◆ Saved entries:
--- START ---
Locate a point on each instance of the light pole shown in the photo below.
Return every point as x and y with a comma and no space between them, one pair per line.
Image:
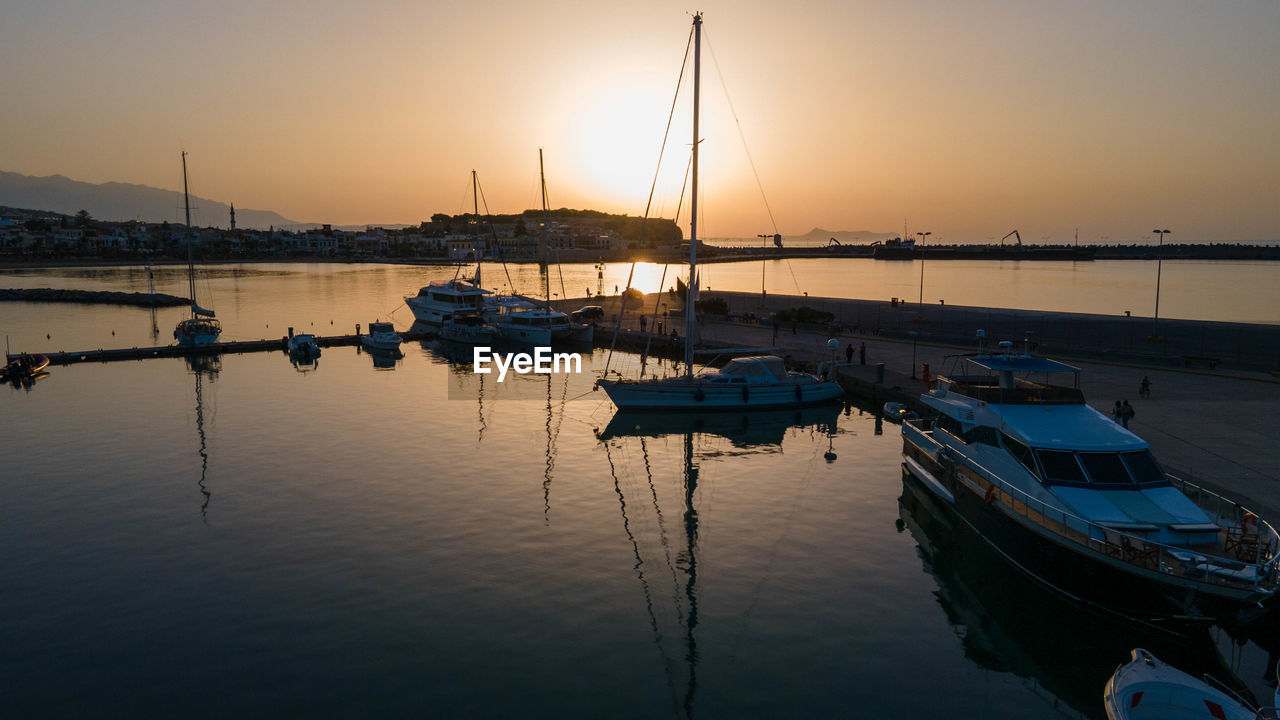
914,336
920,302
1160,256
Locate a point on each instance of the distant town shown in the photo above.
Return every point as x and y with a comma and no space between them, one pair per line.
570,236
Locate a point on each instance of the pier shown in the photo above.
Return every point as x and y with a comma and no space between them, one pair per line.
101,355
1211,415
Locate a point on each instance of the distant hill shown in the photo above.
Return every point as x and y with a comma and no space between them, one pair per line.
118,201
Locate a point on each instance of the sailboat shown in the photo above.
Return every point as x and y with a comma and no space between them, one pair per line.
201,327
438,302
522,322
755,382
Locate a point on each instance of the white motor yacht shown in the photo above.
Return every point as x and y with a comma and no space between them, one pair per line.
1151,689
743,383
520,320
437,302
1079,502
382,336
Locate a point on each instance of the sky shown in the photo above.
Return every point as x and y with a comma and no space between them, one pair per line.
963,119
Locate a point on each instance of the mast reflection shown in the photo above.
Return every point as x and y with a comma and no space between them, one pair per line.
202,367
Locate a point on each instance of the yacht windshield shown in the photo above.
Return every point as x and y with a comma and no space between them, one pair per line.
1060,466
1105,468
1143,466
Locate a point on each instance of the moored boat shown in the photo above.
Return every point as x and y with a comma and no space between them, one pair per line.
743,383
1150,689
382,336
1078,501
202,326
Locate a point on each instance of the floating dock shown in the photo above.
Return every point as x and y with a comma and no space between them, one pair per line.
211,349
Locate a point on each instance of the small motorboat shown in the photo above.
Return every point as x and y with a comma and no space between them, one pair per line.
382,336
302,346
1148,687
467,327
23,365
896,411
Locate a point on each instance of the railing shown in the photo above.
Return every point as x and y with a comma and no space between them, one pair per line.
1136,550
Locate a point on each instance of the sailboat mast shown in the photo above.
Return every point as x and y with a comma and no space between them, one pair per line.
--- END ---
◆ Aim of the exercise: Your copy of the records must be exact and must contain no pictures.

◆ Written response:
Locate a point on each instance of the light pole shown in the photo below.
Return every point as x and y with a comma and no space between them, one pair per line.
Image:
914,336
920,302
1160,256
Locate a point on each instance of the distant town shown in the photo above.
Return every point as x and y with a comma and no space between them, one pair per line.
570,236
Locate a point on each instance of the pier shown in the photo above.
Return every point as x and y with a comma and no space between them, one pair per line.
101,355
1211,415
Locate a point on each instance of the distant hill shown in the photo above.
Return every point as x and y with a comma and no space between them, one pair per line.
118,201
Locate a point on each instance of the sailboat shown in the photo above.
Return every point as x and y with a comma and no space between them, one pair per line.
201,327
438,302
522,322
755,382
Locate a point on each instance of the white motor yacht shown in the photo above.
Return every point as x and y with a comma and no space between them, one pair per line.
1151,689
743,383
520,320
437,302
1079,502
382,336
Locate a point on each instance of the sky shown in the photo above.
Return every point as x and y with a comma and no space between them, one pair per line.
963,119
Locate a point on each instance of the mast reflection shown in the photo above.
Return every point as x and y with a comma and no space between them, one pair per line.
202,367
Locate a point on each instance of the yacht windshield shown in the photo above.
Return every point as x and y with a comma and no space between them, one pair per line.
1060,466
1105,468
1143,466
Locate a point on each instance of the moored boat shown in the photo above.
Return every point as x and y with a comma and no space between them, one pair per line.
743,383
1150,689
382,336
1078,501
202,326
Locate a point on each instance of the floating dock shown in the photo above.
Return every point as x and y with a comma and no space between them, one pair per line.
211,349
Locate a point on each instance of the small motorboat shown in the photo above.
Return every point as x and y with a comma and no space between them, one pair per line.
382,336
302,346
1148,687
467,327
23,365
896,411
Locate a point on each instance of the railing shown in the photo above.
Return every point as x and y with a comma and no space between them, one pair per line.
1136,550
Locate a point on each instance of the sailboat mast shown in the photo above.
Return every point as x and y with a comma and no space between them, one pair per line.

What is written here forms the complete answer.